(Source material begins)

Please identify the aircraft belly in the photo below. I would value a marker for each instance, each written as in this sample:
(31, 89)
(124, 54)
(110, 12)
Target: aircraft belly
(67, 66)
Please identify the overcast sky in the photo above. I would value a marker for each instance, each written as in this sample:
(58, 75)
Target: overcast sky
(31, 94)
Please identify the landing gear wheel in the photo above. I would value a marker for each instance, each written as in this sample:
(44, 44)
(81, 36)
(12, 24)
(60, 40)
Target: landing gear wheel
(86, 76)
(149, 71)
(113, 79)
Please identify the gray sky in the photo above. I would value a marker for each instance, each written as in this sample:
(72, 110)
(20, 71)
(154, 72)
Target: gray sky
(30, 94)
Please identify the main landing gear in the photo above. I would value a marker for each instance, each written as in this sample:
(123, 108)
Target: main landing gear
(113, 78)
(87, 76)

(Source material ends)

What to work on: Could you reproduce every record above exactly as it appears?

Output for this task:
Please identify the aircraft belly in the photo below. I would value a marker for each instance, each written as in this sample:
(31, 89)
(124, 54)
(110, 12)
Target: aircraft belly
(67, 66)
Please identify the overcast sky in the photo above. I would value a marker for each instance, each written as in this sample:
(58, 75)
Target: overcast sky
(31, 94)
Please identify the landing gear wheel in the photo above. I would value a marker for each instance, each written as in this sample:
(44, 44)
(81, 36)
(12, 24)
(60, 40)
Target: landing gear wheel
(86, 76)
(149, 71)
(113, 79)
Please identify the gray sky in the photo above. I would value a marker for each instance, each written as in this sample:
(72, 110)
(20, 71)
(154, 72)
Target: gray sky
(30, 94)
Please identify the main landing gear in the photo above. I would value a marker for each instance, each written as in this sample:
(123, 108)
Target: main landing gear
(113, 78)
(87, 76)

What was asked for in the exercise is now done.